Transcribe, exactly as they appear, only the lines from the one holding "Query: kangaroo forepaw" through the end of the entries below.

(Recorded data)
▼▼▼
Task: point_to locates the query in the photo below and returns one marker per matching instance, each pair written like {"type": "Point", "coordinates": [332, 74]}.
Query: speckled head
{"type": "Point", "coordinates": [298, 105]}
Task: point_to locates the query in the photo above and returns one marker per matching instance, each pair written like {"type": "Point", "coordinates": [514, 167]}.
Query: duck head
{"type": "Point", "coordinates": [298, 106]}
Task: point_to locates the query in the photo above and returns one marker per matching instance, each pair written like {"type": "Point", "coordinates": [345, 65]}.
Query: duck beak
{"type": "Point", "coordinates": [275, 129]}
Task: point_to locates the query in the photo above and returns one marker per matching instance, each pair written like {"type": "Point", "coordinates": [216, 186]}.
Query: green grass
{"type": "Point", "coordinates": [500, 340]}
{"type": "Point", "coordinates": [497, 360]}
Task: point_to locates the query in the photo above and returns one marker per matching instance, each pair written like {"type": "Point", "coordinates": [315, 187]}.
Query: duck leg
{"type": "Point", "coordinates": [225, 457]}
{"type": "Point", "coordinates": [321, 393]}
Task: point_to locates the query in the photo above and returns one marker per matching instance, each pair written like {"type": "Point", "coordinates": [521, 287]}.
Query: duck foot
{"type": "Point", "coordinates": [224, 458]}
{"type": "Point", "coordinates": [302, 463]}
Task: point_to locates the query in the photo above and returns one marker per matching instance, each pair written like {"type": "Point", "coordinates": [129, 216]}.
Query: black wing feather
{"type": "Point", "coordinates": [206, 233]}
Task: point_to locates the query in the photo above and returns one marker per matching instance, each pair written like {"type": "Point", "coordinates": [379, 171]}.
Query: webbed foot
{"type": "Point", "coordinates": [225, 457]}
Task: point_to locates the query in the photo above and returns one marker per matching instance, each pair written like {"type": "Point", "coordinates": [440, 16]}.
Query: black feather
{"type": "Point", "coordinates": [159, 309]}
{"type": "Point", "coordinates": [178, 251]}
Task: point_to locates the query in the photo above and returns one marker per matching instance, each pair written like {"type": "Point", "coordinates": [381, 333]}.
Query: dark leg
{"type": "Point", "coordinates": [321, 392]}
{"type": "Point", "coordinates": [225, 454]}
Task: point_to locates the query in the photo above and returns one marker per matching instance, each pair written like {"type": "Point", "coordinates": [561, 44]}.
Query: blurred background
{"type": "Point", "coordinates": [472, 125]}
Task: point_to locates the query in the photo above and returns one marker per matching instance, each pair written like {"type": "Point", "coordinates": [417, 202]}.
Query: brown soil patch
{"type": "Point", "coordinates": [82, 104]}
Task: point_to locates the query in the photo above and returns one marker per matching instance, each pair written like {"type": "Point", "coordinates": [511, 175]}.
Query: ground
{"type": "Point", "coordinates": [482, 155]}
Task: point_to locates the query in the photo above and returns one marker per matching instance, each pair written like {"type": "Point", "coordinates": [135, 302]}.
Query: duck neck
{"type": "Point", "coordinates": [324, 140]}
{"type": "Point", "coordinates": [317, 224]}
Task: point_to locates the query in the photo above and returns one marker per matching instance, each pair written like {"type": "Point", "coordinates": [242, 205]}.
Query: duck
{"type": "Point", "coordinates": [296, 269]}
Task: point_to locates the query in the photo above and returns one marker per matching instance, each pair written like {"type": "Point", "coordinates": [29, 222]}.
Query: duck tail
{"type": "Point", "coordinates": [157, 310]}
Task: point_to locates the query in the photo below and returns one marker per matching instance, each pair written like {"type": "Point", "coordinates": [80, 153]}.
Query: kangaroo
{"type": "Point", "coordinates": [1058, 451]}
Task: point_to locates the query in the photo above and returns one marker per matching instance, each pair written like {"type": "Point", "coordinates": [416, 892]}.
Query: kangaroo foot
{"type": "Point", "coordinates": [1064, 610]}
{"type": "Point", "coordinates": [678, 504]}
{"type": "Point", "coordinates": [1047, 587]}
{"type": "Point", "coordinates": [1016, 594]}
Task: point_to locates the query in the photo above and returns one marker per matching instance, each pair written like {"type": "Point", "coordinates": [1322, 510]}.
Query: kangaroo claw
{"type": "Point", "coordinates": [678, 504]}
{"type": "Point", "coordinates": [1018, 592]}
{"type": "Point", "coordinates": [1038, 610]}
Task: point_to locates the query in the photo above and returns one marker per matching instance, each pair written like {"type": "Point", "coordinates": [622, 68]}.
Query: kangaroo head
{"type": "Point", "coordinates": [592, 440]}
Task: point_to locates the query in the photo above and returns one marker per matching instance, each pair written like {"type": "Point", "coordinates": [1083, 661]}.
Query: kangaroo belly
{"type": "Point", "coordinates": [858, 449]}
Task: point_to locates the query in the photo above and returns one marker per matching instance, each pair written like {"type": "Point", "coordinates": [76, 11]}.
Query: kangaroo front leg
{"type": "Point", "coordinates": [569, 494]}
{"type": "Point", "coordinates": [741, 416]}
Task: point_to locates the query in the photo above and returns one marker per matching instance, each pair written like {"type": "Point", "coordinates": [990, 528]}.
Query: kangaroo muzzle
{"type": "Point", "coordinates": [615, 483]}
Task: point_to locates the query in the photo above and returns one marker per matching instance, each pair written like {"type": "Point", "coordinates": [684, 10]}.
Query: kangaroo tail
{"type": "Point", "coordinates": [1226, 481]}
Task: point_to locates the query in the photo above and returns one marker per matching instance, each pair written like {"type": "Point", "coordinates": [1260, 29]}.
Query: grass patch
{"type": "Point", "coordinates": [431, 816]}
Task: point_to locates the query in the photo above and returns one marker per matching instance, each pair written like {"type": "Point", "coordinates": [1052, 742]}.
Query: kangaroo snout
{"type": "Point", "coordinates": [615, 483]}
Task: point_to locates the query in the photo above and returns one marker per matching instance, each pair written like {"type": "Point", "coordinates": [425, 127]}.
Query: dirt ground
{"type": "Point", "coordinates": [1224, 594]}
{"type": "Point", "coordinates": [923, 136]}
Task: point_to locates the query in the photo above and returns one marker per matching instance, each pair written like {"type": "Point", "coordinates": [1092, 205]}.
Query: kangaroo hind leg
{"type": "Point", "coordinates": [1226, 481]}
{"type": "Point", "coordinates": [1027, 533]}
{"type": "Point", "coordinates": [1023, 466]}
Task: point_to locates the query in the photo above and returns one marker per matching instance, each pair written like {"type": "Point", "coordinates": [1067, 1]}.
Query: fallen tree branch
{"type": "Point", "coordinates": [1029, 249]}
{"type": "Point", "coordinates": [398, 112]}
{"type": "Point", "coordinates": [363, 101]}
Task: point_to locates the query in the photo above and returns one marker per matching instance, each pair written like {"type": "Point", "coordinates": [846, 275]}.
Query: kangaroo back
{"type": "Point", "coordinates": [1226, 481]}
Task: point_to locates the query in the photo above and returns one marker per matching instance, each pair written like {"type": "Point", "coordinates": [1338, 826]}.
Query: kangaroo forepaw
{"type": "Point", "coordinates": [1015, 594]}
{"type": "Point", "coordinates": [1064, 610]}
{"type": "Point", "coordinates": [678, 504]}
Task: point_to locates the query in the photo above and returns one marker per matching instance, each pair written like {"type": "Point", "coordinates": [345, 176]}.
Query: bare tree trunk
▲▲▲
◆ Exercise answer:
Query: kangaroo forepaw
{"type": "Point", "coordinates": [1015, 594]}
{"type": "Point", "coordinates": [1064, 610]}
{"type": "Point", "coordinates": [678, 504]}
Task: point_to locates the query in the photo above and returns one marker per matching instance, each pair written like {"type": "Point", "coordinates": [345, 176]}.
Query: bare tree trunk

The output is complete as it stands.